▶ WHAT THE TASK REQUIRES
Up to and including the line that holds "negative clicks: (212, 122)", print the data exactly from its first line; do not print the pictures.
STORED DATA below:
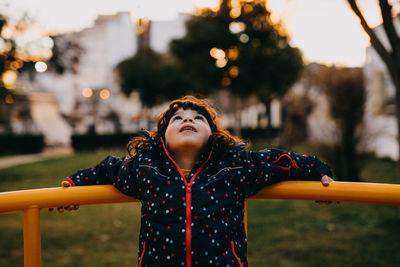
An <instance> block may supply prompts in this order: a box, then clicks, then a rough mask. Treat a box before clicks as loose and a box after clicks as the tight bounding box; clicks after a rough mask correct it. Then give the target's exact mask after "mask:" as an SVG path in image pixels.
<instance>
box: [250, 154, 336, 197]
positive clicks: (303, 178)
mask: <svg viewBox="0 0 400 267" xmlns="http://www.w3.org/2000/svg"><path fill="white" fill-rule="evenodd" d="M244 163H245V164H244V166H245V168H246V169H247V172H246V170H245V173H246V174H247V175H246V177H245V181H244V183H243V185H244V192H245V197H249V196H252V195H254V194H256V193H257V192H258V191H259V190H261V189H262V188H263V187H265V186H268V185H271V184H274V183H277V182H280V181H287V180H309V181H321V182H322V184H323V185H329V182H330V181H332V179H331V178H330V177H332V172H331V169H330V167H329V166H328V165H327V164H326V163H324V162H322V161H320V160H319V159H318V158H317V157H315V156H306V155H299V154H296V153H293V152H287V151H283V150H279V149H267V150H263V151H260V152H247V153H246V159H245V162H244Z"/></svg>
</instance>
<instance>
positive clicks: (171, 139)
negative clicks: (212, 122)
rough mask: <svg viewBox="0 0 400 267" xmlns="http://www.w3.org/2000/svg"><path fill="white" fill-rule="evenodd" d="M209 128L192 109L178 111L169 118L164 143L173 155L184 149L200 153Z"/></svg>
mask: <svg viewBox="0 0 400 267" xmlns="http://www.w3.org/2000/svg"><path fill="white" fill-rule="evenodd" d="M210 135H211V128H210V125H209V124H208V121H207V119H206V117H204V116H203V115H201V114H200V113H198V112H197V111H196V110H193V109H186V110H184V109H183V108H180V109H178V110H177V111H176V112H175V114H174V115H173V116H172V117H171V119H170V121H169V123H168V127H167V129H166V131H165V142H166V145H167V148H168V150H169V151H171V152H172V153H174V152H175V151H179V150H181V149H185V148H195V149H197V151H200V150H201V149H203V148H204V147H205V145H206V144H207V141H208V138H209V137H210Z"/></svg>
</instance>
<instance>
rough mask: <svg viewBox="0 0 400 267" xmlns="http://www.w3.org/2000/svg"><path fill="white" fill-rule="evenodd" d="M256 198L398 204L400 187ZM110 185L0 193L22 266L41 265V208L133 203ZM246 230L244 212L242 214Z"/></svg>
mask: <svg viewBox="0 0 400 267" xmlns="http://www.w3.org/2000/svg"><path fill="white" fill-rule="evenodd" d="M252 198H255V199H293V200H294V199H297V200H331V201H341V202H360V203H373V204H384V205H400V185H397V184H379V183H348V182H333V183H331V184H330V185H329V186H327V187H325V186H322V184H321V183H320V182H306V181H288V182H281V183H278V184H275V185H272V186H269V187H267V188H264V189H263V190H261V191H260V192H259V193H258V194H257V195H255V196H254V197H252ZM134 201H137V199H135V198H132V197H128V196H125V195H123V194H121V193H120V192H119V191H118V190H117V189H116V188H114V187H113V186H111V185H96V186H79V187H68V188H47V189H33V190H23V191H14V192H4V193H0V214H1V213H9V212H17V211H23V221H24V222H23V227H24V253H25V256H24V260H25V266H29V267H31V266H34V267H36V266H41V244H40V209H41V208H51V207H59V206H67V205H70V204H80V205H91V204H106V203H122V202H134ZM245 216H246V218H245V224H246V229H247V211H245Z"/></svg>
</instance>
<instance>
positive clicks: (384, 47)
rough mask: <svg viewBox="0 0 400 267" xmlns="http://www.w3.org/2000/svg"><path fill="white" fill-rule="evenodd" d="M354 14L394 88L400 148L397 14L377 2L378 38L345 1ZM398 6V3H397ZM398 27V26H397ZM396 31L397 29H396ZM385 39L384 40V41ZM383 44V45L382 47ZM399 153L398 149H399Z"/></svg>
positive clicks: (399, 47)
mask: <svg viewBox="0 0 400 267" xmlns="http://www.w3.org/2000/svg"><path fill="white" fill-rule="evenodd" d="M347 2H348V3H349V5H350V7H351V9H352V10H353V12H354V14H355V15H356V16H357V17H358V18H359V20H360V24H361V26H362V27H363V29H364V31H365V32H366V33H367V35H368V36H369V38H370V43H371V45H372V47H373V48H374V50H375V51H376V52H377V54H378V55H379V57H380V58H381V60H382V62H383V63H384V65H385V66H386V68H387V71H388V73H389V75H390V77H391V78H392V81H393V84H394V86H395V88H396V96H397V97H396V98H395V103H396V119H397V128H398V129H397V132H398V134H397V142H398V147H399V148H400V97H398V96H399V95H400V75H399V74H400V45H399V44H400V35H399V34H398V31H396V28H395V24H394V20H399V17H398V14H393V12H392V10H393V6H392V3H396V1H394V2H392V1H389V0H379V6H380V14H381V16H382V20H383V25H382V26H383V29H384V32H385V34H383V35H382V36H383V37H379V36H378V35H377V34H376V32H375V31H374V30H373V29H372V28H371V27H370V26H369V25H368V22H367V21H366V19H365V17H364V15H363V13H362V12H361V11H360V9H359V7H358V4H357V1H356V0H347ZM397 4H398V3H397ZM397 25H398V24H397ZM397 30H398V29H397ZM384 38H385V39H384ZM384 44H385V45H384ZM399 153H400V149H399ZM398 177H399V180H400V161H399V162H398Z"/></svg>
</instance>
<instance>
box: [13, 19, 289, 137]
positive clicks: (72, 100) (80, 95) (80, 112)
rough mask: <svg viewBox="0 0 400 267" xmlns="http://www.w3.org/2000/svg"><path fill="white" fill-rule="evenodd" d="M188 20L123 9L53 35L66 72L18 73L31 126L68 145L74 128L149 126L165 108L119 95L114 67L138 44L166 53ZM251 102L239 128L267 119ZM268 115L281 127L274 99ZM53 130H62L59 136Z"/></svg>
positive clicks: (41, 72)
End of STORED DATA.
▶ WRITTEN SOLUTION
An <instance> block may supply prompts in this order: a box, then clicks, then a rough mask. Treat a box before clicks as loose and a box after clicks as the tight bounding box; clicks after a rough mask correct it. Then give the target's exact mask after "mask:" as an SVG path in image pixels.
<instance>
box: [250, 154, 336, 197]
positive clicks: (303, 178)
mask: <svg viewBox="0 0 400 267" xmlns="http://www.w3.org/2000/svg"><path fill="white" fill-rule="evenodd" d="M244 163H245V164H244V166H245V168H246V169H247V172H246V170H245V173H246V174H247V175H246V177H245V181H244V183H243V185H244V192H245V197H249V196H252V195H254V194H256V193H257V192H258V191H259V190H261V189H262V188H263V187H265V186H268V185H271V184H274V183H277V182H280V181H287V180H309V181H321V182H322V184H323V185H329V182H330V181H332V179H331V178H330V177H332V172H331V169H330V167H329V166H328V165H327V164H326V163H324V162H322V161H320V160H319V159H318V158H317V157H315V156H306V155H299V154H296V153H293V152H287V151H283V150H279V149H267V150H263V151H260V152H247V153H246V159H245V162H244Z"/></svg>
</instance>
<instance>
positive clicks: (171, 139)
negative clicks: (212, 122)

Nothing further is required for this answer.